Material for this task
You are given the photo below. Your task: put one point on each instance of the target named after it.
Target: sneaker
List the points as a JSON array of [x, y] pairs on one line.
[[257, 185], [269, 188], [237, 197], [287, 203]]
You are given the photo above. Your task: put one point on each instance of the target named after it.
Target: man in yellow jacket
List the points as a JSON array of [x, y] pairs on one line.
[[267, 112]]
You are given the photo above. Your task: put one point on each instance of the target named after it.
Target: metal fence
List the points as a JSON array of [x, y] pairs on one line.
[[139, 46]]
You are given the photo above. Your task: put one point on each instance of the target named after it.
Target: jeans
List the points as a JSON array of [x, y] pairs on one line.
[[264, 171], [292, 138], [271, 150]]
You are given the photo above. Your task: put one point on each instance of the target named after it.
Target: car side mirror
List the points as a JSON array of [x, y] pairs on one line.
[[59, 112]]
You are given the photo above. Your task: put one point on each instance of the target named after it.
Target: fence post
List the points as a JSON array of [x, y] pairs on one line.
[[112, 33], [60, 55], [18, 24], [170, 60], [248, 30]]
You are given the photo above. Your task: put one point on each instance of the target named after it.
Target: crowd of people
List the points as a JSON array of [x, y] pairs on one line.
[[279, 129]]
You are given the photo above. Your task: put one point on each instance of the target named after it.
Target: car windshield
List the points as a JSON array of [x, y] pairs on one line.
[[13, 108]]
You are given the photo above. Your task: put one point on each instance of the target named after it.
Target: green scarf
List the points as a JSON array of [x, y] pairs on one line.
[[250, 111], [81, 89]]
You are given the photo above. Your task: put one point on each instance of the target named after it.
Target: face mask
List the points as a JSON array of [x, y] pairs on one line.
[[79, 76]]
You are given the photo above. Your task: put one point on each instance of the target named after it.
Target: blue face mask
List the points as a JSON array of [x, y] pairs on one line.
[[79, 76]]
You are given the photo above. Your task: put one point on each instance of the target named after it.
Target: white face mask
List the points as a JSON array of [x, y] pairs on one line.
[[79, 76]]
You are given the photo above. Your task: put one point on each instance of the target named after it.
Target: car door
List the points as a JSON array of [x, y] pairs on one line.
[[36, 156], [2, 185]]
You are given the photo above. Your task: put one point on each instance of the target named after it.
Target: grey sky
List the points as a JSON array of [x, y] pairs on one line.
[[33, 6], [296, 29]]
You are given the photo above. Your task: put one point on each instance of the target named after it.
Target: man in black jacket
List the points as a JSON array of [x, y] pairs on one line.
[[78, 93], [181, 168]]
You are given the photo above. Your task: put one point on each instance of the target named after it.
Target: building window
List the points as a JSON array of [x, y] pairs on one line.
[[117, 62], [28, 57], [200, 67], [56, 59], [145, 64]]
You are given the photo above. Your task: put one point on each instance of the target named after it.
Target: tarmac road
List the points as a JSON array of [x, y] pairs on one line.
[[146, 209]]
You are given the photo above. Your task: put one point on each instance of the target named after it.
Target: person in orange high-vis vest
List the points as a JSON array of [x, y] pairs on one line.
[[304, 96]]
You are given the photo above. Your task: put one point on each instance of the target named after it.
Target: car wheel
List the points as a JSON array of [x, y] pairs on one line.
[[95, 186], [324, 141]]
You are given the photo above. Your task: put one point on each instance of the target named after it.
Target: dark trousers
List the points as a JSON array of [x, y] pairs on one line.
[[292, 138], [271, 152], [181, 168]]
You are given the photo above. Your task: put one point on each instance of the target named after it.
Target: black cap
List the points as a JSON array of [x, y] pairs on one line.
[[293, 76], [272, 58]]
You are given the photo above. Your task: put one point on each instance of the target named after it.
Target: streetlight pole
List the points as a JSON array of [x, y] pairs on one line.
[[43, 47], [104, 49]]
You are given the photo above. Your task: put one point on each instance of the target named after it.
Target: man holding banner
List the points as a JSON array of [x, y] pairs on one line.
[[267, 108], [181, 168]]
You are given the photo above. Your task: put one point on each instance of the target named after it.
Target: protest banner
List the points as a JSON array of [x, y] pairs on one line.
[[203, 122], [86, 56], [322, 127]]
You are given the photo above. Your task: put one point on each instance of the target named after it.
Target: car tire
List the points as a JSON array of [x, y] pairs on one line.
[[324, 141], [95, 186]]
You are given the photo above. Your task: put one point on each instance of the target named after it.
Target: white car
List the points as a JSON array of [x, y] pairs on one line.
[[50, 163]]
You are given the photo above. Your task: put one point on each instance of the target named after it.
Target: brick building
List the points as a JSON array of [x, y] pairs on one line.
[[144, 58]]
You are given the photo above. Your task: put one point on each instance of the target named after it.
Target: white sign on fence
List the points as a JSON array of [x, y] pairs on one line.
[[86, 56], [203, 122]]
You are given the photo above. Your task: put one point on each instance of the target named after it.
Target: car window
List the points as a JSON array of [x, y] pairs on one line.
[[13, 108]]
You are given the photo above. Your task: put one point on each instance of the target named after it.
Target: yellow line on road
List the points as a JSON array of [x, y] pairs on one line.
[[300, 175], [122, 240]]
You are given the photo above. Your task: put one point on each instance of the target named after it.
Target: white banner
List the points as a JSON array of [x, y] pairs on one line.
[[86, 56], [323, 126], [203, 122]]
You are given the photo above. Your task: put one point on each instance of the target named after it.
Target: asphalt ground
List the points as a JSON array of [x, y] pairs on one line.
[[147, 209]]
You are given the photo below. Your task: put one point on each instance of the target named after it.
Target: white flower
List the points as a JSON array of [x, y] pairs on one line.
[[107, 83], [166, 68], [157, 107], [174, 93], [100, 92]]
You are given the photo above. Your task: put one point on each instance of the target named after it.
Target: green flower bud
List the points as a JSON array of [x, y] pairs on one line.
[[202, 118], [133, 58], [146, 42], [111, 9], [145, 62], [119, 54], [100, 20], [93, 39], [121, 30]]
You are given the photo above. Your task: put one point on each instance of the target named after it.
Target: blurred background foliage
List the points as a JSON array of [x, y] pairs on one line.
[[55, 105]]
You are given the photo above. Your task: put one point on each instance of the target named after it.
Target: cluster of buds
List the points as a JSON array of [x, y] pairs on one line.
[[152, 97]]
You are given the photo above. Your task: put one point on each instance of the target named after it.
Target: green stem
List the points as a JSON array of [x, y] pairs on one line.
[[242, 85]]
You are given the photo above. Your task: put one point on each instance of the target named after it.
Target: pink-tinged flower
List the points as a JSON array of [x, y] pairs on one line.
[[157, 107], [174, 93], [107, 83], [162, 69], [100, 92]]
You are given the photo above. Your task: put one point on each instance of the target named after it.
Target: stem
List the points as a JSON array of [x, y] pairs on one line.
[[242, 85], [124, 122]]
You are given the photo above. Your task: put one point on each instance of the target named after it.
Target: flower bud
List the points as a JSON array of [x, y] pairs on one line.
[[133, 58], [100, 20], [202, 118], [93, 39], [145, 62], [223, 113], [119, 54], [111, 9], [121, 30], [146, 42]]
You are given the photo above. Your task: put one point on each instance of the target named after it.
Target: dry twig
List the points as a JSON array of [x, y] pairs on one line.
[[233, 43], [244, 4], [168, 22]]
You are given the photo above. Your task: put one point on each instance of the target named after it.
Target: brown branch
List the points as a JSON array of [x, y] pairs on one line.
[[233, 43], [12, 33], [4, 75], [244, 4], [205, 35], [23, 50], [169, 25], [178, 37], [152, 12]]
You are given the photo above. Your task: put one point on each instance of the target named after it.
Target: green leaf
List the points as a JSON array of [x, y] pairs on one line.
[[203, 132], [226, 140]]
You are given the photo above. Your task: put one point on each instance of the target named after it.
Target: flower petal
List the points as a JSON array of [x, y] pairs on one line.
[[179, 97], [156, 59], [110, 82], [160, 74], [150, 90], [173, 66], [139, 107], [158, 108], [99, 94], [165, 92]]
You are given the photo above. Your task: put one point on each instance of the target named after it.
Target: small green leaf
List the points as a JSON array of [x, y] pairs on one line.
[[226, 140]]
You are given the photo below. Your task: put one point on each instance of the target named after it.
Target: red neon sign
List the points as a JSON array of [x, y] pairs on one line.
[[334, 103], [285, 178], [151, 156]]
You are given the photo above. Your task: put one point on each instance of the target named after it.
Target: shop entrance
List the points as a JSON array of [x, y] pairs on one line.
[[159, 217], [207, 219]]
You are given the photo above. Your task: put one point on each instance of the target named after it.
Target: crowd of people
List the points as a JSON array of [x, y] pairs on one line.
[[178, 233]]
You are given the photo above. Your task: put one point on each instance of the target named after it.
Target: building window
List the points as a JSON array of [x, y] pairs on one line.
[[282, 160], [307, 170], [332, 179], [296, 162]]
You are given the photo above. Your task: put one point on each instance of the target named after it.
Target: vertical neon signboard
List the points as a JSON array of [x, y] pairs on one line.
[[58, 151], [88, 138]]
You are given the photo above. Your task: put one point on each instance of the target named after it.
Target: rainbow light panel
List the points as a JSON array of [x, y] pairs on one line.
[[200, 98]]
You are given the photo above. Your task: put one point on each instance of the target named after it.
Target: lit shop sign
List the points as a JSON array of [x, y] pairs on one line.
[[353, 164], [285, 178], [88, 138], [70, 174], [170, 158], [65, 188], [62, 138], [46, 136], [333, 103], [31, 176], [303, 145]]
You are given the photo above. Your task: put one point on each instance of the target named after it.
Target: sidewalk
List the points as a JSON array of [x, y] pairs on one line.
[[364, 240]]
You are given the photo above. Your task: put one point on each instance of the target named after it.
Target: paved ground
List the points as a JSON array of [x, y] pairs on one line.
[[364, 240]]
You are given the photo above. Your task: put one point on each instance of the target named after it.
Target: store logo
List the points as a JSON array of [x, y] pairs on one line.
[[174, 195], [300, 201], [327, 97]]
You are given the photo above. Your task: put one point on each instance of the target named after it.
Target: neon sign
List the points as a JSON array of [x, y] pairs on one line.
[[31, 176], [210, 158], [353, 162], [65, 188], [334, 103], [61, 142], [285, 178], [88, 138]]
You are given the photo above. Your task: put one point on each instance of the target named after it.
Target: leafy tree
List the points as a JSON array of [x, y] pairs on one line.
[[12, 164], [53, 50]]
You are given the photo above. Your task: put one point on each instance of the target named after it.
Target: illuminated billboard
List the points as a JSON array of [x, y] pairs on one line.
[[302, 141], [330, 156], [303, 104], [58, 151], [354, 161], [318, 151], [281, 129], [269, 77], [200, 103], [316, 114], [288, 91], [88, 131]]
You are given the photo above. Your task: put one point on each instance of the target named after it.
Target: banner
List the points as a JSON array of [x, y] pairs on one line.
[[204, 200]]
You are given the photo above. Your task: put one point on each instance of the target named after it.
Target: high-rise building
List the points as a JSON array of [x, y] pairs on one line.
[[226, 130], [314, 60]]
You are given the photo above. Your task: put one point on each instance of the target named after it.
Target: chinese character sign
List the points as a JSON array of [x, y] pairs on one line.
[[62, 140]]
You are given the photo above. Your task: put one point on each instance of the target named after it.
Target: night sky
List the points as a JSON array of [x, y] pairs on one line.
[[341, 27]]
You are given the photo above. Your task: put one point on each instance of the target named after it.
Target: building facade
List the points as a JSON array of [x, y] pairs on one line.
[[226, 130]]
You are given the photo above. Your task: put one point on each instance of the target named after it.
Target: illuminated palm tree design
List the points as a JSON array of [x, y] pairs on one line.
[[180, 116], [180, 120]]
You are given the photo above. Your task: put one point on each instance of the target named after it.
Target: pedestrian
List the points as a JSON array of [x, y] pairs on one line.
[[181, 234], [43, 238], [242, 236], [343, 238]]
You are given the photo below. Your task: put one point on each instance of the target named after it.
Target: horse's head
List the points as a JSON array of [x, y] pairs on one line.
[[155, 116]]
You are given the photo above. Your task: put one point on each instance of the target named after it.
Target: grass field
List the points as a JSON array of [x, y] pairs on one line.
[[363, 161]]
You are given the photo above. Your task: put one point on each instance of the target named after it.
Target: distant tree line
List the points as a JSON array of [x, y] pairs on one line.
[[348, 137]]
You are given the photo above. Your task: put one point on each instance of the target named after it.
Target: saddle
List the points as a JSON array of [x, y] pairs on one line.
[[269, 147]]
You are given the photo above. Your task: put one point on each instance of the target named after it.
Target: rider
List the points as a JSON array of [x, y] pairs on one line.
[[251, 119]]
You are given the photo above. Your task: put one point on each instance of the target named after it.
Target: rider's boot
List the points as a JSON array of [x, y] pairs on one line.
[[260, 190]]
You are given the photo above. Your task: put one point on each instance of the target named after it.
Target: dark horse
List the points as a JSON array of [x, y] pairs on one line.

Your objective
Check each line in the records above for the word "yellow". Return those that have it.

Response box
Target: man in yellow jacket
Target: yellow line on road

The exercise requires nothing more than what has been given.